## Work required
Write out every entry below word for word, leaving out the pictures.

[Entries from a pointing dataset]
******

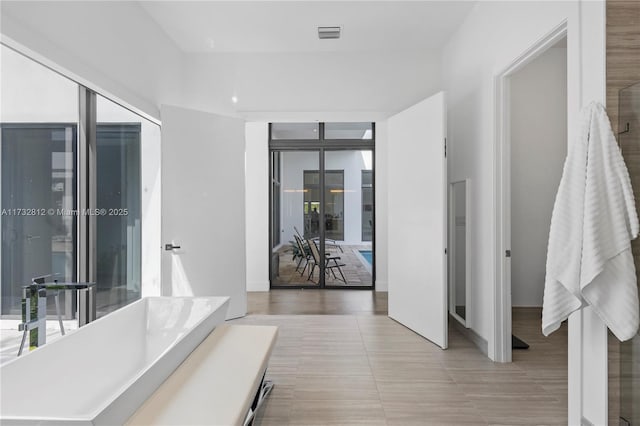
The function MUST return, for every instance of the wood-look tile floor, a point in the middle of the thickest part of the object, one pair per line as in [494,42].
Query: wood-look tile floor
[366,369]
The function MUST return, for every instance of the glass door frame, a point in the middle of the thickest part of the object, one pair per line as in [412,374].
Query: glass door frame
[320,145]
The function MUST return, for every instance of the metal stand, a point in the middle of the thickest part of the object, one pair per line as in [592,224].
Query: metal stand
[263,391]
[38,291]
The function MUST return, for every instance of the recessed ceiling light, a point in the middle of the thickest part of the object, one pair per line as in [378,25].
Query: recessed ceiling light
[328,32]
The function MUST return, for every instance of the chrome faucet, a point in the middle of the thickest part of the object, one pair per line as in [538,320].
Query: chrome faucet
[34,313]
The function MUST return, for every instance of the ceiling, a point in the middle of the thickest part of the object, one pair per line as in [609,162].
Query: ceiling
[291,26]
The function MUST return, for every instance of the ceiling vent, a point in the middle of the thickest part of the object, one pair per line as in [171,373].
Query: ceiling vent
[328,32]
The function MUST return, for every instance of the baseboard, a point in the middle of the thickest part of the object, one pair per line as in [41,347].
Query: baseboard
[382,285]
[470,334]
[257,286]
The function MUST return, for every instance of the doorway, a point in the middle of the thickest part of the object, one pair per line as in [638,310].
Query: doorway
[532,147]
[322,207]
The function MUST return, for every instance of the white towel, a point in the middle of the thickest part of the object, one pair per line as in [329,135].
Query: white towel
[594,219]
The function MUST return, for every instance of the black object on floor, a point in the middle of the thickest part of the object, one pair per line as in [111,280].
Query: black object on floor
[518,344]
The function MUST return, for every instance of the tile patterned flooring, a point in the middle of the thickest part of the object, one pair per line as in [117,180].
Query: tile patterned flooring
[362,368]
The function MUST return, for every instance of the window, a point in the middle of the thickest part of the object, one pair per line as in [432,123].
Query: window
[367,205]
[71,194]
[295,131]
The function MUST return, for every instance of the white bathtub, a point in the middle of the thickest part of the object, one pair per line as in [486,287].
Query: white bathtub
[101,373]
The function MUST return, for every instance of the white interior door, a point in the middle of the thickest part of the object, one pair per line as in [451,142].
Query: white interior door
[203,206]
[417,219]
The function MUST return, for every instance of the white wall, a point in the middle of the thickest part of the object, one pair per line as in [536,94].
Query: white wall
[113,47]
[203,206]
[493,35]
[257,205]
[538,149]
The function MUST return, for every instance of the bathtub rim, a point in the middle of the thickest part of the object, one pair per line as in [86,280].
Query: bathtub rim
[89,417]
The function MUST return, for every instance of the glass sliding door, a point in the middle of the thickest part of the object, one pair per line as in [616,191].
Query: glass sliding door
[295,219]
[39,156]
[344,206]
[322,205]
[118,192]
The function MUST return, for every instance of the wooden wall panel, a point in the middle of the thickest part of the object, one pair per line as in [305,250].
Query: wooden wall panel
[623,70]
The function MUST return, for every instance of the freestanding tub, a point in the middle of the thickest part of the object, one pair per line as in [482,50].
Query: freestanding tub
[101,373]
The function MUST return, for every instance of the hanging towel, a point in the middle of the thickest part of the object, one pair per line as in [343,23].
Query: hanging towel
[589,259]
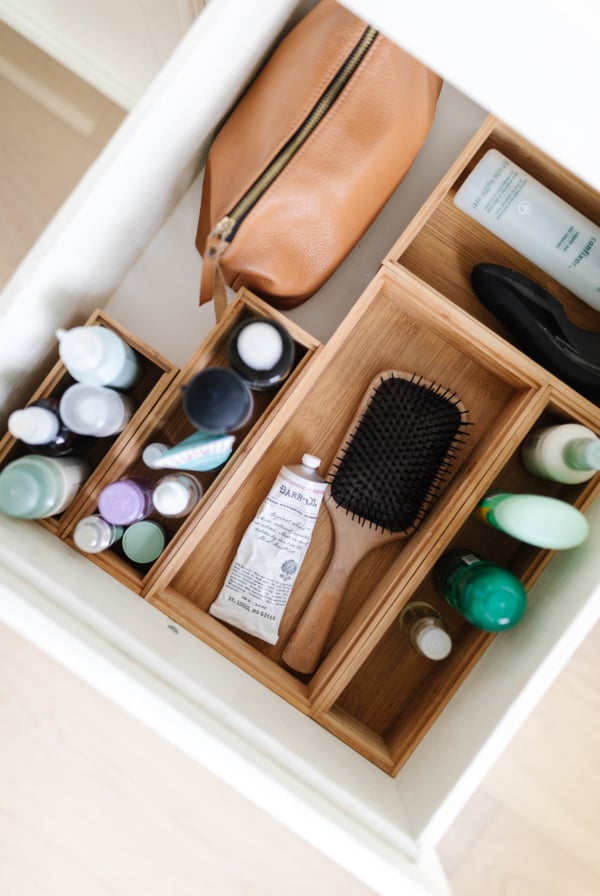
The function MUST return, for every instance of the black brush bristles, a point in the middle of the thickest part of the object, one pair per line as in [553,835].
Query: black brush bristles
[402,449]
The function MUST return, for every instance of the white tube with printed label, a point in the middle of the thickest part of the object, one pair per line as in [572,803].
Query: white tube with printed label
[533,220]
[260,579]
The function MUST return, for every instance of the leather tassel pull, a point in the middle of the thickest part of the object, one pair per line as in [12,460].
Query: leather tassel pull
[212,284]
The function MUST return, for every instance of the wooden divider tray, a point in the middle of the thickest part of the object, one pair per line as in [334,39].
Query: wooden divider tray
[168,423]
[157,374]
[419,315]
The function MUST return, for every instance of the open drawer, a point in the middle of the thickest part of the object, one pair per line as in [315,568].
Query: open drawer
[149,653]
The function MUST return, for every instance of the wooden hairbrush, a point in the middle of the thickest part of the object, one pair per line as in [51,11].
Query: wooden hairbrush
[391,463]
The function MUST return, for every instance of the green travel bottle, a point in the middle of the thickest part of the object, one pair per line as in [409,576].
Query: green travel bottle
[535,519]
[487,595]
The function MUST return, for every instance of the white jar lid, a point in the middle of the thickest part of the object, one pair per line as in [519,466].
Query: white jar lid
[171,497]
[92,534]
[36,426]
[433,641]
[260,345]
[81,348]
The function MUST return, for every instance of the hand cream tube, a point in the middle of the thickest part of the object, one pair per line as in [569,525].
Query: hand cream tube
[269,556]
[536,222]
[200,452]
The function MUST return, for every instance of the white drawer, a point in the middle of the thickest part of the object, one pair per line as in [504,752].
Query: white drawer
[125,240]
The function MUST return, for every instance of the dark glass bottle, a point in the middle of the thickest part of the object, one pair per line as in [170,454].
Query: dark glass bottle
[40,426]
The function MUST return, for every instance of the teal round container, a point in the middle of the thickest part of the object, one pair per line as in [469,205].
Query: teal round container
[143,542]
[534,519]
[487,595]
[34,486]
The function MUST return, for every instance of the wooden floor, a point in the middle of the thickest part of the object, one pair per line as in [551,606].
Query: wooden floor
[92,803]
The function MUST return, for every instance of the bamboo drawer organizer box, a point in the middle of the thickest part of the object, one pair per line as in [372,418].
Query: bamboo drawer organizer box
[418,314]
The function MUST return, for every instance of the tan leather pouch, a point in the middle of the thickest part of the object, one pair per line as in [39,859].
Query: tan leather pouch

******

## Task output
The function MUST return, for every instance of the wood-look tile floor, a point in the middle of the thickest part of the object, one pair per line as in [494,42].
Query: wood-look tile floor
[366,369]
The function MUST return, for every instance of the glass door frame, a point in the middle of the thickest part of the object, one pair per line as in [412,374].
Query: glass door frame
[320,145]
The function MUST return, for every instance of the metal stand, a point in the middle of the thickest part of the object, one pair per line as in [592,224].
Query: metal stand
[263,391]
[38,291]
The function MUST return, for every instance of the recessed ceiling light, a point in the middle of the thickest part of the object, one pair per line as in [378,25].
Query: recessed ceiling light
[328,32]
The function MUST return, for every instance of the chrome faucet, a point in the middle of the thickest part of the object, one pair per line as in [538,320].
Query: chrome faucet
[34,313]
The function MUST return, for every instance of the ceiling, a point in the middle of the thickest part of the object, one pair per line as in [609,162].
Query: ceiling
[291,26]
The function MUST return, for every instance of the ceiling vent, a point in the middle of the thickest part of the object, one pair per line as in [171,373].
Query: ceiling vent
[328,32]
The function MUST return, for every instance of the baseboard, a point in the middle of the thickest part of the object, one pair per line as in [41,347].
Query: baseboard
[382,285]
[470,334]
[257,286]
The function MUST return, for every instance of the doorway, a point in the middle of the thickest part of the object, one pair per line as in [638,310].
Query: doorway
[532,147]
[322,207]
The function MUST return, for every instance of the white towel, a point in the middle of the thickest part of the object, one pair per line as in [329,135].
Query: white towel
[594,219]
The function MUST return, for every instance of the black object on floor, a point in the middle of the thickest part of the object, one pair per line as in [111,280].
Query: black object on floor
[518,344]
The function MUST return, for every instance of the tile patterned flooring, a point in the middle of the thickest part of the object, one pair per line as in [117,180].
Query: tile patterned flooring
[362,368]
The function MUST return, for every instance of the window, a point in the middle of the thickest part of the object, one pair per line as in [432,123].
Query: window
[367,205]
[71,194]
[295,131]
The function MUST return, for every instance of the white bathtub, a point in the middle of the thickest part of the object, one pair per line as in [486,287].
Query: white bathtub
[101,373]
The function MUST return, for every instance of the white interior door, a point in the middle of the thickest part of the object, one pair per line as in [451,142].
Query: white interior door
[203,206]
[417,219]
The function MUST return, for every instance of the white wall, a point in the middle of the thickest part of the object, one pair per line as in [536,94].
Query: white wall
[113,47]
[203,206]
[493,35]
[257,205]
[538,149]
The function MUST return, for every instance of the bathtub rim, a point in the middle of the thickest part of the object, one pair per line as in [86,280].
Query: bathtub rim
[89,417]
The function MUST return, for every instance of the glass sliding door, a point in the middle of the thickest part of the object, one pair per line as in [616,191].
Query: glass sliding door
[295,219]
[39,156]
[344,206]
[322,205]
[118,192]
The function MUST return, for every instance of the wooden wall panel, a point in the middle of the thickest part of the object, one pair per line as in [305,250].
Query: wooden wall panel
[623,70]
The function MUST return, for every instance of the freestanding tub, a point in the middle of the thickest part of the object, one pair per line as in [482,50].
Query: freestanding tub
[101,373]
The function MUST return, for every instance of the hanging towel, a point in the middle of the thickest part of the object, one pair per line as in [343,23].
Query: hanging towel
[589,259]
The function MUST return, for every instance of the black brush bristles, a point in the middle of the thickest part of the object, one pair per line as in [553,835].
Query: black brush bristles
[402,449]
The function MUST return, for every instance of the white tube with printed label, a point in the middle of the thickest part of the object, one pair per line as in [572,803].
Query: white tube with printed label
[533,220]
[260,579]
The function MUST return, for every instance of the leather tassel pull, a point in the middle of the thickest part of the object, one pair per line as in [12,460].
Query: leather tassel pull
[212,284]
The function MUST return, for every instance of the wooden divider tray, a point in the middle of the thickest part of the object, one pair per line as in [334,39].
Query: wooden divider tray
[168,423]
[157,374]
[419,315]
The function MUST return, for every instance of the open drawer, a point in the middle of the thickest part of the object, one pair per line as in [315,568].
Query: open drawer
[149,653]
The function MUST return, for every instance of the wooden hairbrush, a point in the middle of the thickest part of the object, one pair per line as in [51,11].
Query: wooden hairbrush
[391,463]
The function MUST return, for every instance of the green travel bottle, a point in the middle of the thickest part of the object, one pair per line as in [409,576].
Query: green travel bottle
[535,519]
[487,595]
The function MUST return, for every instance of the white jar lid, a point in the middle of the thickest part of the object, one pair per line as in [519,466].
Query: white jar lid
[171,497]
[92,534]
[36,426]
[433,641]
[260,345]
[81,348]
The function MUST return, for every instance of the hand cream tube, a point in the middle of the thickest part of the object, one pair per line as in [569,525].
Query: hand cream tube
[269,556]
[536,222]
[200,452]
The function MUST return, for every instance of the white drawer, a point in the middle of the thickest part of the object, one pair per line as in [504,752].
Query: white drawer
[125,240]
The function MUST return, for every instance of the dark glass bottle, a point in the middle of the thickest part of the object, one pair per line as in [170,454].
Query: dark glass bottle
[40,426]
The function MUST return, for every instance of the teal round container, a point in the middle of the thickest part of the object, one pair per line as in [469,205].
Query: teal round container
[143,542]
[534,519]
[487,595]
[34,486]
The function MUST return, for every instance of the wooden floor, a point in the middle of the thickest part of the object, one pair per line as in [551,606].
Query: wooden floor
[92,803]
The function MUST return, for every instance of the bamboo drawer organizer box, a point in the middle of the thickest part of the object, one pair per line as in [372,418].
Query: bamboo drawer organizer box
[418,314]
The function MUST return, for every instance of the tan leather pouch, a point in the middle of the thickest part of the object, one pair per line as in [39,859].
Query: tan leather pouch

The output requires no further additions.